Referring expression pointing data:
- Opening Delimiter -
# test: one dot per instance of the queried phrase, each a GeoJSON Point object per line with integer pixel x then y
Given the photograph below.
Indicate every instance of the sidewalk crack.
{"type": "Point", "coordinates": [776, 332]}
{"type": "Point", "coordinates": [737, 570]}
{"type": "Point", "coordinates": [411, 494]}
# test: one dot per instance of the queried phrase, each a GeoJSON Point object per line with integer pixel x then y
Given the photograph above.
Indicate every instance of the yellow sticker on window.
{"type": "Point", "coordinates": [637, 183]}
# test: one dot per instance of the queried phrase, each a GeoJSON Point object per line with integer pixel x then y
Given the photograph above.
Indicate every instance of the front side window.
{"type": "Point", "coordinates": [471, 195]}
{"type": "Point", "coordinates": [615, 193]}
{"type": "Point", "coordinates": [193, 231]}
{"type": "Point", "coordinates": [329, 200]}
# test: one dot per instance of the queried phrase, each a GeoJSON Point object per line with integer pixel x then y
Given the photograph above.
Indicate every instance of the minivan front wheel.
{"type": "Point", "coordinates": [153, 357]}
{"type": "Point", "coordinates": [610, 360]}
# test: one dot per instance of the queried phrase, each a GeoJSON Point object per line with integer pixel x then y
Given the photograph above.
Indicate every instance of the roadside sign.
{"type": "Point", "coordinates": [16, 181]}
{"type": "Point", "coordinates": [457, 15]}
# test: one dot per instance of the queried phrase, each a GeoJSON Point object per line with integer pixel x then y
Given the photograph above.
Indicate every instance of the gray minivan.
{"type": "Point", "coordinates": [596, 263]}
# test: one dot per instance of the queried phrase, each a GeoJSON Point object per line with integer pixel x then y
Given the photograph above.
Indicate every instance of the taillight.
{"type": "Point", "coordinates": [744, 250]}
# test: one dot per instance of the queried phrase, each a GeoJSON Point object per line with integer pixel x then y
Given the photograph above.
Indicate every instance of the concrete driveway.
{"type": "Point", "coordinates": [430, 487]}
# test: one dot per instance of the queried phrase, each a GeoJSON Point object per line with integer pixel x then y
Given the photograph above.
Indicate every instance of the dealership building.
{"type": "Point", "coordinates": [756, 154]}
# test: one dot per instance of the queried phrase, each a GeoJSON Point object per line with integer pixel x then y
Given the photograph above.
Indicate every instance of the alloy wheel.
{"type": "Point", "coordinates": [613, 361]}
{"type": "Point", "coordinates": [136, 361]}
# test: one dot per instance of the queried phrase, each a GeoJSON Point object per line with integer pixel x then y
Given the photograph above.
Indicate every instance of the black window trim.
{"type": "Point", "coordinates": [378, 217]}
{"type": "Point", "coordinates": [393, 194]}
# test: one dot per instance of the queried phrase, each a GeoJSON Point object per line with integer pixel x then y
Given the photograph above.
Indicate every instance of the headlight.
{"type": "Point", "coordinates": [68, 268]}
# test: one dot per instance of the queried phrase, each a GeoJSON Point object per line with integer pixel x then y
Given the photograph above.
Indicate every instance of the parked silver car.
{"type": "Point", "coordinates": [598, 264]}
- Closing Delimiter -
Assignment: Nothing but the lines from the one that contains "Indicate every instance of the parked" through the last line of the entries should appear in your reply, each repeated exactly.

Answer space:
Indicate every instance of the parked silver car.
{"type": "Point", "coordinates": [598, 264]}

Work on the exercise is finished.